◆ **Problem statement**
Please put the lines below into a numbered list, starting at the line containing "the wheel, each" and continuing through the end of the rows, with blank lines omitted.

◆ **Provided material**
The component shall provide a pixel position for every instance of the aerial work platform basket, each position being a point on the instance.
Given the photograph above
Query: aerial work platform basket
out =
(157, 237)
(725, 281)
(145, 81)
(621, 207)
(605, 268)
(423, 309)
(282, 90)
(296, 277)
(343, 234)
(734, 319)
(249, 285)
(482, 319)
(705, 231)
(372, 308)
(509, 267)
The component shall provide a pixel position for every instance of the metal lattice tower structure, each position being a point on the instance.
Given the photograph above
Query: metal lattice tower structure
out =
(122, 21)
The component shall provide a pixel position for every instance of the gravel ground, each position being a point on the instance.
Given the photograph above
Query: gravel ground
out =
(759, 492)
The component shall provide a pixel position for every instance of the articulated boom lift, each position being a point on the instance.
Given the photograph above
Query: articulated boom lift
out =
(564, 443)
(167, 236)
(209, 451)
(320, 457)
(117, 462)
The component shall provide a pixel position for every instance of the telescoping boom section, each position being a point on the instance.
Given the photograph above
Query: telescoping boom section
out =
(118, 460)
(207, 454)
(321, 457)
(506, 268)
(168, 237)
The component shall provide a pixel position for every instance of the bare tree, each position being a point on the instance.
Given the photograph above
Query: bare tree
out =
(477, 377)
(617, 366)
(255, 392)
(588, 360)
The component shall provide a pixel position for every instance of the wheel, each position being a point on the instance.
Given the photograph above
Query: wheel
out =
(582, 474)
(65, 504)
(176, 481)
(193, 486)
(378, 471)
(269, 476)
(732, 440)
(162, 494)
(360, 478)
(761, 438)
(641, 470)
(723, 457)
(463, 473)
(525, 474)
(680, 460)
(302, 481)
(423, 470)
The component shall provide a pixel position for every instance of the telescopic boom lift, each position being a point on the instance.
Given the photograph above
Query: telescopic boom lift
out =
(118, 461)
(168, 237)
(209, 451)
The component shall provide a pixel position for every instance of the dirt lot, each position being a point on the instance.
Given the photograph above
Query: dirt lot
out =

◆ **The answer**
1. The component shall provide a pixel position for every instance of the wheel, each position being a point on the instance.
2. Given the photograph above
3. Query: wheel
4. out =
5. (582, 474)
6. (65, 504)
7. (176, 481)
8. (193, 486)
9. (378, 471)
10. (269, 476)
11. (732, 440)
12. (162, 494)
13. (360, 478)
14. (761, 438)
15. (641, 470)
16. (723, 457)
17. (463, 473)
18. (525, 474)
19. (680, 460)
20. (302, 481)
21. (423, 470)
22. The component shall provide a pixel position for every instance of the telescopic boom lift, each position being a point on the instance.
23. Given the photograph above
24. Query: telescopic boom lift
25. out =
26. (118, 461)
27. (168, 237)
28. (209, 451)
29. The component shall provide a pixel position for every instance of the dirt lot, each position being a point on the instance.
30. Given the photograph above
31. Query: dirt lot
32. out =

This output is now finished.